Brief: Pull out every line in the rows below that contains the string "bounding". Case counts, so copy only the lines where it appears with the same capitalization.

Record extracts:
____

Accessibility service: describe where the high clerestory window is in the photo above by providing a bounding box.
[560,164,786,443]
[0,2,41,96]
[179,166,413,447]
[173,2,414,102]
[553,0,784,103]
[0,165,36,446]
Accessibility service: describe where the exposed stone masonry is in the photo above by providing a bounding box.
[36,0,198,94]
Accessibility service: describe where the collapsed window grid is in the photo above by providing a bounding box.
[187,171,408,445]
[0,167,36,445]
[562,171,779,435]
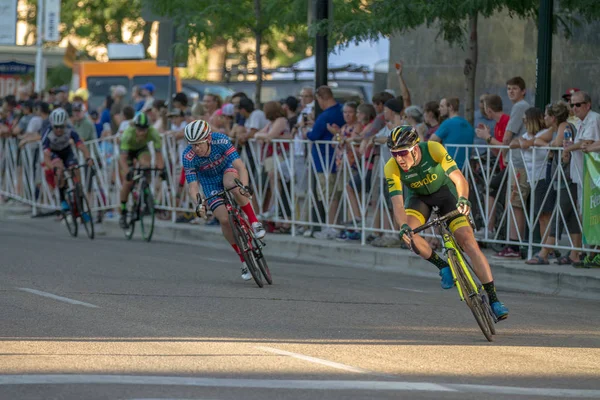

____

Completed task:
Accessibility service: describe where the high clerestory window is in the photo above by providing a bounding box.
Accessibility service: describe where the exposed stone masonry is in the photo above by providing a bounding box.
Accessibility service: describe where the collapsed window grid is in the photo above by providing a bounding box.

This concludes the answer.